**Records shown**.
BEGIN

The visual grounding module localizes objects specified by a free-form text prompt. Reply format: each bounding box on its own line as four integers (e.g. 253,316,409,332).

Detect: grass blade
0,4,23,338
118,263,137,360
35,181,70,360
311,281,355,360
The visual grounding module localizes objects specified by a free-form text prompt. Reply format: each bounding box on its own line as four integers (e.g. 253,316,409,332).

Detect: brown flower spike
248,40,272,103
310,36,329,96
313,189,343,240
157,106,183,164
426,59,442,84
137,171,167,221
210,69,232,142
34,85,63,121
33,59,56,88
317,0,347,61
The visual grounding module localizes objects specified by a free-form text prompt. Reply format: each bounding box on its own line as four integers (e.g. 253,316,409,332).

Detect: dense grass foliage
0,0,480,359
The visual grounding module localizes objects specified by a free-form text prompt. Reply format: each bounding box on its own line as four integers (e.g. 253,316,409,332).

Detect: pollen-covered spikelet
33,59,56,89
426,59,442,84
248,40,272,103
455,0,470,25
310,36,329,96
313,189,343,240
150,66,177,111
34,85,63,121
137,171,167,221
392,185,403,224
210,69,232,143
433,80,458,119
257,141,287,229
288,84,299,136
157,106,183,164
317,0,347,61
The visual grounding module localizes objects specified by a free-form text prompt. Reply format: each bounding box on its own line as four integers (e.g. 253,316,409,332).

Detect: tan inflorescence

END

**What is asked**. Turn every line in the records above into a single numbered list, skipping the blank lines.

**The reply**.
1. The visual grounding module localizes objects specified by a free-form text prompt. Reply format: each bounding box on its own line as four integers (e.g. 253,316,409,332).
2. Detect: grass blade
3. 0,4,23,338
4. 118,263,137,360
5. 35,181,70,360
6. 311,281,355,360
7. The visual grounding module localizes objects specified by a free-form text prompt. Reply format: each bounding box on its own line as four integers (e.g. 253,316,409,332).
8. Detect: brown flower spike
9. 248,40,272,103
10. 310,36,329,96
11. 313,189,343,240
12. 157,106,183,164
13. 426,59,442,84
14. 137,171,167,221
15. 210,69,232,142
16. 34,85,63,121
17. 33,59,56,88
18. 317,0,347,61
19. The visual grounding module localizes objects specified by a free-form text prompt. Reply format: each bounding box on its own line as four integers (e.g. 253,316,409,332).
20. Detect: dense grass foliage
21. 0,0,480,359
22. The visual grounding module localizes objects specified by a free-form text prompt. Reply format: each bounding box on its own line as four integers (e.g. 253,316,409,332).
23. Detect: pollen-covered spikelet
24. 33,59,56,89
25. 426,59,442,84
26. 248,40,272,103
27. 455,0,470,25
28. 310,36,329,96
29. 313,189,343,240
30. 150,66,177,111
31. 34,85,63,121
32. 137,171,167,221
33. 392,185,403,224
34. 210,69,232,143
35. 433,80,458,119
36. 257,141,287,229
37. 288,84,299,136
38. 157,106,183,164
39. 317,0,347,61
40. The visual grounding module localizes objects specified by a free-form text prompt. Reply format: each bounding box on its own line as four integers (e.g. 253,316,409,332).
41. Detect: tan inflorescence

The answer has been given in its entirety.